#### [RECORDS PROVIDED]
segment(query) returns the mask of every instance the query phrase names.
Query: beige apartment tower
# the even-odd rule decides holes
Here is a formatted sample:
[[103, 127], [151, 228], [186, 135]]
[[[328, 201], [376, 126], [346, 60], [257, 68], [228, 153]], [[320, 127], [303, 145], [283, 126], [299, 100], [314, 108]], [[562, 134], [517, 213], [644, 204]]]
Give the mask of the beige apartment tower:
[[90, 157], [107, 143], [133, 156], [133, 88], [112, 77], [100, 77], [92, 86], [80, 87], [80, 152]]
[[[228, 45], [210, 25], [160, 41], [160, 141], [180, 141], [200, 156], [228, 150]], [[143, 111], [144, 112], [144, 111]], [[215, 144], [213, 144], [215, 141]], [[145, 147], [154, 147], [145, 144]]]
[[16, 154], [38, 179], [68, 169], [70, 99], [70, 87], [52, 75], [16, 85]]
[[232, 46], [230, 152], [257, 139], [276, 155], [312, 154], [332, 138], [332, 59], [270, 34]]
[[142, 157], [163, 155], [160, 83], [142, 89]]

#### [GIVEN PROBLEM]
Repeat the data word for word, starting at its first line and continuing up to and including the line with "Give the mask".

#### [SOLUTION TO THE PROBLEM]
segment(query) returns the mask of every instance the query phrase names.
Query: beige apartment tower
# the even-odd rule decides holes
Here is a formatted sample:
[[103, 127], [151, 228], [186, 135]]
[[[328, 201], [376, 126], [346, 60], [257, 68], [228, 153]], [[320, 127], [303, 145], [283, 126], [299, 100], [314, 108]], [[562, 134], [517, 213], [644, 204]]]
Give the mask of the beige apartment tower:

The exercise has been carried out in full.